_INSTRUCTION_: Copy the items starting at the beginning and ending at the line that contains "245), (242, 244)]". Swap "black trousers" for "dark pants" and leave everything else untouched.

_ENTRIES SHOWN_:
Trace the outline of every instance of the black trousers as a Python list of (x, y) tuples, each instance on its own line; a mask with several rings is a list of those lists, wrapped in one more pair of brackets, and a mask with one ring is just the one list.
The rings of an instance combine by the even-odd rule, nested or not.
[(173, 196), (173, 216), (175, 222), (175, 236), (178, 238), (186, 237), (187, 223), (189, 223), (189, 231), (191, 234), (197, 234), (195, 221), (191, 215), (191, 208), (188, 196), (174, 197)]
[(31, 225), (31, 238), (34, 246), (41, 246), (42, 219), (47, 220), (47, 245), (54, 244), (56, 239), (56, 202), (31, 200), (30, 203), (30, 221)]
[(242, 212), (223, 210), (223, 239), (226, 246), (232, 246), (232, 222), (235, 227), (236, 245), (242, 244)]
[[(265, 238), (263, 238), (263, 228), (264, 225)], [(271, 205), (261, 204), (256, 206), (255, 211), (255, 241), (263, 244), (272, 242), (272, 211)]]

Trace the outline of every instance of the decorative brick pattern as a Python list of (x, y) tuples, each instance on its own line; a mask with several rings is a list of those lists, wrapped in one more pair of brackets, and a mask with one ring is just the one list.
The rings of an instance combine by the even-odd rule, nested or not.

_EXERCISE RESPONSE_:
Trace the outline of every instance of the dark pants as a Python list of (x, y) tuples, each instance on its own line; a mask with several rings is a list of those lists, wrapped in one more pair of brackets, and a mask with one ring is just the one list.
The rings of an instance combine by the even-odd rule, nested or not.
[(173, 196), (173, 216), (175, 222), (175, 236), (178, 238), (186, 237), (187, 223), (189, 223), (189, 231), (191, 234), (197, 234), (195, 221), (191, 215), (191, 208), (188, 196), (174, 197)]
[(31, 225), (31, 238), (34, 246), (41, 246), (42, 219), (47, 220), (47, 245), (54, 244), (56, 239), (56, 202), (31, 200), (30, 203), (30, 221)]
[(242, 212), (223, 210), (223, 239), (226, 246), (232, 246), (232, 222), (235, 227), (236, 245), (242, 244)]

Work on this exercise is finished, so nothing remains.